* [Written request]:
Could you rewrite the records from the line containing "find | white arched backdrop" through the end of the records, requests included, and shift every coordinate in the answers by adding 48 to each number?

* [Exercise material]:
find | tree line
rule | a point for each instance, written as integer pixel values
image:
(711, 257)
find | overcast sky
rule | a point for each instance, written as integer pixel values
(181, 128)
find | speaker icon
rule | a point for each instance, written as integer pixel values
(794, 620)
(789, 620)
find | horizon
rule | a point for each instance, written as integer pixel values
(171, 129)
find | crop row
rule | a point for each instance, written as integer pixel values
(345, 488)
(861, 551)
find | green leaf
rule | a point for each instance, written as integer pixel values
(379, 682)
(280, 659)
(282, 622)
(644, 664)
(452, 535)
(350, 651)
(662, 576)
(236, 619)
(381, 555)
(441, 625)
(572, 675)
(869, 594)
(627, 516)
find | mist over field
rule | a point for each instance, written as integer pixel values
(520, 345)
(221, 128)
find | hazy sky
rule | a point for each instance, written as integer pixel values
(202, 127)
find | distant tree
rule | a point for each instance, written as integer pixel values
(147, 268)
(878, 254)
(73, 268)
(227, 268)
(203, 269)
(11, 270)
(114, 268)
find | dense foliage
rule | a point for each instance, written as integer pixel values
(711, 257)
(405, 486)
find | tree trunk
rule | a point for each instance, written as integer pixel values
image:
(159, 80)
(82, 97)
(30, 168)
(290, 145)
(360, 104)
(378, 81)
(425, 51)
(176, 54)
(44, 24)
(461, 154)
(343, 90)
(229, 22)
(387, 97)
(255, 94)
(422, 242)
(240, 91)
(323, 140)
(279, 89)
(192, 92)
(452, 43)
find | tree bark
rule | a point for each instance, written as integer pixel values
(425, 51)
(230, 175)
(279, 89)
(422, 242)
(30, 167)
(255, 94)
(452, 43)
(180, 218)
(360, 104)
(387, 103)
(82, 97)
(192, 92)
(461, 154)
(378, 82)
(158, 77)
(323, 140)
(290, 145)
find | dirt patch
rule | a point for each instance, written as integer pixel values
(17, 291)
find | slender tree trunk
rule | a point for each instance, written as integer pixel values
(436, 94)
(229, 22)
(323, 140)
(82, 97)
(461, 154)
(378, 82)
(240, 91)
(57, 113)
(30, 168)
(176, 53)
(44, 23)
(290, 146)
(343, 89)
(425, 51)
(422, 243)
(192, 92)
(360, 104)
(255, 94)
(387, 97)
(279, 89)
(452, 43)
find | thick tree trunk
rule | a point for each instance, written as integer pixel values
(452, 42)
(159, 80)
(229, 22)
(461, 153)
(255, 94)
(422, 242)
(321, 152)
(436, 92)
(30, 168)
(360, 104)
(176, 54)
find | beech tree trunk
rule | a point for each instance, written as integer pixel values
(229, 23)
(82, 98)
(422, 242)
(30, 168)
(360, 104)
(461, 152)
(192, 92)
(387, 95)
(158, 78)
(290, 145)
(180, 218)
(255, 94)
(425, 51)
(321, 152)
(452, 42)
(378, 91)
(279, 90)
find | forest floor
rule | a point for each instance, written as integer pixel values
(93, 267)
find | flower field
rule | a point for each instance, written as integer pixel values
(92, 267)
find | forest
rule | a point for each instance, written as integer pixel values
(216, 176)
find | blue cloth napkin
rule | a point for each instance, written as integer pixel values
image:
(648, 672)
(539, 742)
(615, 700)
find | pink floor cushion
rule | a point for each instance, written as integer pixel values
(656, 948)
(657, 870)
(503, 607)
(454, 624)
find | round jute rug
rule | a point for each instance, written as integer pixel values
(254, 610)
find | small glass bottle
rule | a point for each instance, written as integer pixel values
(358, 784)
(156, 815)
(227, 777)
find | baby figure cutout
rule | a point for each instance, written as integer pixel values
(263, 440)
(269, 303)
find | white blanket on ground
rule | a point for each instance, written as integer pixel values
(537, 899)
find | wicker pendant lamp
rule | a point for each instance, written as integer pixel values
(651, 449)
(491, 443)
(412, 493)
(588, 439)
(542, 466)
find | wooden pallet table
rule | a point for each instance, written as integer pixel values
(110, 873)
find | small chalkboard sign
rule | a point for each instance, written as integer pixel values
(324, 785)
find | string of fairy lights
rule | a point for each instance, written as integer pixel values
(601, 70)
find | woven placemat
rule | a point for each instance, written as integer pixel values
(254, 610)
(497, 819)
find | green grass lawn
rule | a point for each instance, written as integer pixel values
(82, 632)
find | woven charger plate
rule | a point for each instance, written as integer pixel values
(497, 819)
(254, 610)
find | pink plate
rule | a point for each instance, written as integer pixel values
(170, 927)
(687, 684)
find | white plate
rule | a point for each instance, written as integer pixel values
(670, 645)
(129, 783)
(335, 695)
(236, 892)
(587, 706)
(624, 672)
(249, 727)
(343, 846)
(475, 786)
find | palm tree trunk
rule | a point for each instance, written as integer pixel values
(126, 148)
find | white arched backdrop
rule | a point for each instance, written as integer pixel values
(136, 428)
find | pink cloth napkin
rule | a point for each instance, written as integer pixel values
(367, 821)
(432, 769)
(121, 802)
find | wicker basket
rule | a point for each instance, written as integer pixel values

* [Task answer]:
find | white arched backdrop
rule | a point for each instance, written as integer pixel values
(184, 476)
find | pink cloth napkin
rule | a point for each instance, written as integer pixel values
(415, 869)
(480, 817)
(169, 850)
find | wicker basket
rule | a point for each instance, written as integer pixel values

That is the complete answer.